» **Task inputs**
■ ■ ■ ■ ■ ■ ■

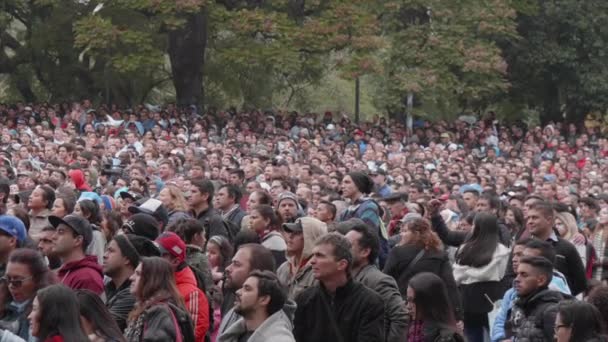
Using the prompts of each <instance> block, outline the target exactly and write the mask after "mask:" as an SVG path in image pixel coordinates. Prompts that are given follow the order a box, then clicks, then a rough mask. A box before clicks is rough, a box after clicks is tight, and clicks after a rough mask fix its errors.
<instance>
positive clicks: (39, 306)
mask: <svg viewBox="0 0 608 342" xmlns="http://www.w3.org/2000/svg"><path fill="white" fill-rule="evenodd" d="M41 314H42V312H41V310H40V302H38V297H35V298H34V301H33V302H32V312H30V314H29V315H28V316H27V319H28V320H29V321H30V330H31V332H32V336H36V337H37V336H38V333H39V332H40V315H41Z"/></svg>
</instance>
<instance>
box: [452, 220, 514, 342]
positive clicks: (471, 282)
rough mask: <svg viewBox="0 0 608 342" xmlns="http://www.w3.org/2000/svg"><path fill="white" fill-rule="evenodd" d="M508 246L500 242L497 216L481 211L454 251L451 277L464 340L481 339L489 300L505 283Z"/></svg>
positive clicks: (500, 292) (488, 326) (483, 336)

■ ■ ■ ■ ■ ■ ■

» **Goal of the exercise**
Looking at the entries above, how many lines contain the word "rough"? Answer with the number alone.

» **Solution**
2